• AIM OF THE TASK
When you output the entries, begin with the first line and end with the line containing "target | open tulip flower", keeping each line exactly as it is.

____ GIVEN INFORMATION

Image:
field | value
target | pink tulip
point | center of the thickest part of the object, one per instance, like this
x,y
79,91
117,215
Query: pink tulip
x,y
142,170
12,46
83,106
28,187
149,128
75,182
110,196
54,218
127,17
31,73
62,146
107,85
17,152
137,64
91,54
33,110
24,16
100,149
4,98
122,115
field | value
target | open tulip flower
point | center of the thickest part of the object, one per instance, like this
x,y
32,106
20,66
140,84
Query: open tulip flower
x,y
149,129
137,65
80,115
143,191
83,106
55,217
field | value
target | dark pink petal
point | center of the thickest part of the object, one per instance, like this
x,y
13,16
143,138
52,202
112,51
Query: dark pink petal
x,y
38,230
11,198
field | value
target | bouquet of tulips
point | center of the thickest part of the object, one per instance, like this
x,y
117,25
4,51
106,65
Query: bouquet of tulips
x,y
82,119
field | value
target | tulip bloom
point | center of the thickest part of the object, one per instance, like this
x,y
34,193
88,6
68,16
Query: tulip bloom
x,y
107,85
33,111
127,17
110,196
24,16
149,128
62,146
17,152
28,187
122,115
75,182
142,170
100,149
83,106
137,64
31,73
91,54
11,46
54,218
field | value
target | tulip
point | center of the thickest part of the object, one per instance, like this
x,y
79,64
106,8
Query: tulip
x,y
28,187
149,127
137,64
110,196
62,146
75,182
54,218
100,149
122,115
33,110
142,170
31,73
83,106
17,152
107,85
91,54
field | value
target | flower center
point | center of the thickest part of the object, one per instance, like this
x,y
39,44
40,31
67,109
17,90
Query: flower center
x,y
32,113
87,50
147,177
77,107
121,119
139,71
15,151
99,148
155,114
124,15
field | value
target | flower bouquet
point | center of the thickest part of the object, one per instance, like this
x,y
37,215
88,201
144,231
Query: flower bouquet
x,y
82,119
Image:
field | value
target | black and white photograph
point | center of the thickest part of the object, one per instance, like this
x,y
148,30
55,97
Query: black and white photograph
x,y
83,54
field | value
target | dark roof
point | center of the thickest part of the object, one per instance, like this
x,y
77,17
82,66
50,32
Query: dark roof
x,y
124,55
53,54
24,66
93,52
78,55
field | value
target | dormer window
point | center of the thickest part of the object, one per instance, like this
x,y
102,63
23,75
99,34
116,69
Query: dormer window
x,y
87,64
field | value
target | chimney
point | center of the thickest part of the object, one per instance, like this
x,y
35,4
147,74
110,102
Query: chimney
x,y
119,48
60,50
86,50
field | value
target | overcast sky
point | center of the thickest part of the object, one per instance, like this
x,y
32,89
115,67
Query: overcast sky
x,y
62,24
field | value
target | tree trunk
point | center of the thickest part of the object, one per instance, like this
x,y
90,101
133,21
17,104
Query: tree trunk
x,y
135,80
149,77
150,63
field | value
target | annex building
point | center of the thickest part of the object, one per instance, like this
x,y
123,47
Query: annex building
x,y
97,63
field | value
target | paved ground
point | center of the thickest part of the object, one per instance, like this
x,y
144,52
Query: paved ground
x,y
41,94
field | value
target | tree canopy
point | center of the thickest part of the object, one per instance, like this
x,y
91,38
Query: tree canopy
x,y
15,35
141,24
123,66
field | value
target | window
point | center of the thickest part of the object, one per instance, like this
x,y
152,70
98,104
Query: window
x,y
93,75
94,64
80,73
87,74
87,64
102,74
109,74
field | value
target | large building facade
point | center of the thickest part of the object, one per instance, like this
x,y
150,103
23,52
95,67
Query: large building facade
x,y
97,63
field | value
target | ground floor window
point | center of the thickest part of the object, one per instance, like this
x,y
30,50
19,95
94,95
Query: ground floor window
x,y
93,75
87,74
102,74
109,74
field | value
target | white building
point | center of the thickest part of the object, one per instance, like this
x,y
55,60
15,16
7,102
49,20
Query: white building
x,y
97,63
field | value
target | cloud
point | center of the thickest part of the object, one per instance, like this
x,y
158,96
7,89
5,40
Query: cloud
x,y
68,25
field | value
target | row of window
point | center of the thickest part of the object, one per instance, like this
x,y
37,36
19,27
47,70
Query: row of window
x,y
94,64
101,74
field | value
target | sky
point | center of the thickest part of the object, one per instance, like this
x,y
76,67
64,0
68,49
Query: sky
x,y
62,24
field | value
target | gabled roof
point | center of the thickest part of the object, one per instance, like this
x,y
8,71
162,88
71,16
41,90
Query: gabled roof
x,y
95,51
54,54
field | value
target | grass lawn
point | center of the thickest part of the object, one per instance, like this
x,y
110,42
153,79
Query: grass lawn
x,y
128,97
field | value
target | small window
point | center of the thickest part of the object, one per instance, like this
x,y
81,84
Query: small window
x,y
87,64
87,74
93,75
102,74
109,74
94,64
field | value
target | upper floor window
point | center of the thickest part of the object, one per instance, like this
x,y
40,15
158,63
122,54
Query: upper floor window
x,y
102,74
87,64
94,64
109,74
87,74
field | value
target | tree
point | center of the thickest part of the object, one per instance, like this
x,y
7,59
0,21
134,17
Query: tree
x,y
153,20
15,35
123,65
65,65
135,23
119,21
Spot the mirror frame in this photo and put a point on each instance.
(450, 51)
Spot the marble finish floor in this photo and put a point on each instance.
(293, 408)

________

• EXERCISE SOLUTION
Image:
field | value
target | pink tulip
point | center of the thickest part of the object, one per instance, like this
x,y
79,91
117,215
Query: pink tulip
x,y
142,170
12,46
83,106
28,187
149,128
75,182
110,196
54,218
127,17
31,73
62,146
107,85
17,152
137,64
91,54
33,110
24,16
100,149
4,98
122,115
field | value
target | open tulip flower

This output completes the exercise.